Work order: Print every line of the data exactly as shown.

Recorded data:
☆ ☆ ☆ ☆
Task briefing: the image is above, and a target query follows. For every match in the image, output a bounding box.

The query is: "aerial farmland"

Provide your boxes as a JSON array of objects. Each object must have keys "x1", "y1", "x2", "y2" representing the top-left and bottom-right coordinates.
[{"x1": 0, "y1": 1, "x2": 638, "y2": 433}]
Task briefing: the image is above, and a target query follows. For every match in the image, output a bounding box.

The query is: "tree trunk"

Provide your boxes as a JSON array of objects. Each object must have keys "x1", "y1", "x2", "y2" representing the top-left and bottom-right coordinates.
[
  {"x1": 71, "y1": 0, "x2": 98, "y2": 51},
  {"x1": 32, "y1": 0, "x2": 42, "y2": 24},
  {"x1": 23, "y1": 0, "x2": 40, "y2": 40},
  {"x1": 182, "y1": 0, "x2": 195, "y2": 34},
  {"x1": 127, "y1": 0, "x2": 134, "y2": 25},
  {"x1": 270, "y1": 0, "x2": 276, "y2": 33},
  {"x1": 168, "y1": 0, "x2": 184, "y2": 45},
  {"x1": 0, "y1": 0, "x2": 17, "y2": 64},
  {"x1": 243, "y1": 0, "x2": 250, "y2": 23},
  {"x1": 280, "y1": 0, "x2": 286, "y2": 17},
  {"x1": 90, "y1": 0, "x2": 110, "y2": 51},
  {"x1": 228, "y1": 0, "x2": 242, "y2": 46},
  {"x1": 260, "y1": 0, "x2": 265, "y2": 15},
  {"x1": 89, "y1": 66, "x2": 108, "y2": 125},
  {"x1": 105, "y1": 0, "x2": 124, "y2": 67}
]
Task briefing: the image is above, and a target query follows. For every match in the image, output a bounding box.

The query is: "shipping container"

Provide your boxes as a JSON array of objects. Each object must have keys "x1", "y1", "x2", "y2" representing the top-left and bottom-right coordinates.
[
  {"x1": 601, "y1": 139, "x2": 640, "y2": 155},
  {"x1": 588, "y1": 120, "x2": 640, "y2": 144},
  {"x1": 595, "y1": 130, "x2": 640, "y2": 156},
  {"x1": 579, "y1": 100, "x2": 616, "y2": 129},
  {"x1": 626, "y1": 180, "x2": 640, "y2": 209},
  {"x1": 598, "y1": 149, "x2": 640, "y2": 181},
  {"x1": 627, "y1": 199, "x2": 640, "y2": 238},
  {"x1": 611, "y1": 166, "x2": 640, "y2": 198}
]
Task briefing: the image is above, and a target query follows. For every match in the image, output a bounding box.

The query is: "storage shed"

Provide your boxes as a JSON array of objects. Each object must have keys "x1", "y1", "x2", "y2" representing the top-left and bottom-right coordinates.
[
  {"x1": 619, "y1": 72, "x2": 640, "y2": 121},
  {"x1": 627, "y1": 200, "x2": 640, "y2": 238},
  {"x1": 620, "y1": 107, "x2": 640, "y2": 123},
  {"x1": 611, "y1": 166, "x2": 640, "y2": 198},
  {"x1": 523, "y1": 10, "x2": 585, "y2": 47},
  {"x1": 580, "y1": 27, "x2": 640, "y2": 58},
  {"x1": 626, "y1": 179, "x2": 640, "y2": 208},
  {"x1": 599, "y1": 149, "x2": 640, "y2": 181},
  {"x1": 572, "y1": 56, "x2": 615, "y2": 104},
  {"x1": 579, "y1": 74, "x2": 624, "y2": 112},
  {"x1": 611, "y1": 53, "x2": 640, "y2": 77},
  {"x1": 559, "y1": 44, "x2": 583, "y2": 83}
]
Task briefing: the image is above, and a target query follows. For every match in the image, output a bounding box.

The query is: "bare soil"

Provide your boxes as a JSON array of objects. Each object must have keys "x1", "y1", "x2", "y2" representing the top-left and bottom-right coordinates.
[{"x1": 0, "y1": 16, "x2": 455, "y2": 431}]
☆ ☆ ☆ ☆
Exercise answer:
Task briefing: the image is above, and a target query follows. For every match in the image, output a bounding box.

The query is: "aerial farmland"

Provide your boxes as a JSON array of objects. Each object must have keys "x1", "y1", "x2", "y2" representing the top-left and bottom-right coordinates.
[{"x1": 0, "y1": 1, "x2": 638, "y2": 433}]
Task briefing: the image is above, and a target query follows. For every match in the image, output a bounding box.

The query is: "tree trunk"

Provide your boxes as a JSON array of objects. Each object must have keys "x1", "y1", "x2", "y2" representing the top-left and bottom-right coordinates.
[
  {"x1": 71, "y1": 0, "x2": 98, "y2": 51},
  {"x1": 32, "y1": 0, "x2": 42, "y2": 24},
  {"x1": 23, "y1": 0, "x2": 40, "y2": 40},
  {"x1": 182, "y1": 0, "x2": 195, "y2": 34},
  {"x1": 127, "y1": 0, "x2": 134, "y2": 25},
  {"x1": 270, "y1": 0, "x2": 276, "y2": 33},
  {"x1": 168, "y1": 0, "x2": 184, "y2": 45},
  {"x1": 0, "y1": 0, "x2": 17, "y2": 64},
  {"x1": 243, "y1": 0, "x2": 250, "y2": 23},
  {"x1": 280, "y1": 0, "x2": 286, "y2": 17},
  {"x1": 90, "y1": 0, "x2": 110, "y2": 51},
  {"x1": 228, "y1": 0, "x2": 242, "y2": 46},
  {"x1": 260, "y1": 0, "x2": 265, "y2": 15},
  {"x1": 89, "y1": 66, "x2": 108, "y2": 125},
  {"x1": 105, "y1": 0, "x2": 124, "y2": 67}
]
Task briefing: the image is above, and a target query follows. For every match in the image, output a bounding box.

The query is: "shipping container"

Provide your boxes as a JSON array of objects. Each object must have keys "x1", "y1", "x2", "y2" representing the top-left and bottom-right coordinates.
[
  {"x1": 601, "y1": 139, "x2": 640, "y2": 155},
  {"x1": 588, "y1": 120, "x2": 640, "y2": 144},
  {"x1": 595, "y1": 130, "x2": 640, "y2": 156},
  {"x1": 579, "y1": 100, "x2": 616, "y2": 129},
  {"x1": 626, "y1": 180, "x2": 640, "y2": 209},
  {"x1": 598, "y1": 149, "x2": 640, "y2": 181},
  {"x1": 627, "y1": 199, "x2": 640, "y2": 238},
  {"x1": 611, "y1": 166, "x2": 640, "y2": 198}
]
Task briefing: the image is above, and a target query follows. For every match in the image, output a bounding box.

The query is: "storage shed"

Provide your boxes as a JSON array of objects. Each object must have keys "x1", "y1", "x2", "y2" representing the top-left and bottom-right coordinates.
[
  {"x1": 619, "y1": 72, "x2": 640, "y2": 121},
  {"x1": 627, "y1": 200, "x2": 640, "y2": 238},
  {"x1": 620, "y1": 107, "x2": 640, "y2": 123},
  {"x1": 611, "y1": 166, "x2": 640, "y2": 198},
  {"x1": 523, "y1": 10, "x2": 585, "y2": 47},
  {"x1": 580, "y1": 27, "x2": 640, "y2": 58},
  {"x1": 626, "y1": 179, "x2": 640, "y2": 208},
  {"x1": 599, "y1": 149, "x2": 640, "y2": 181},
  {"x1": 572, "y1": 56, "x2": 615, "y2": 104},
  {"x1": 579, "y1": 74, "x2": 624, "y2": 112},
  {"x1": 611, "y1": 53, "x2": 640, "y2": 77},
  {"x1": 559, "y1": 44, "x2": 583, "y2": 83}
]
Task briefing: the image is above, and a target query follows. For every match in the image, output a bounding box.

The query is: "bare soil"

Provide your boxes as a JSON array of objects. Each object must have keys "x1", "y1", "x2", "y2" representing the top-left and bottom-right coordinates.
[{"x1": 0, "y1": 16, "x2": 455, "y2": 431}]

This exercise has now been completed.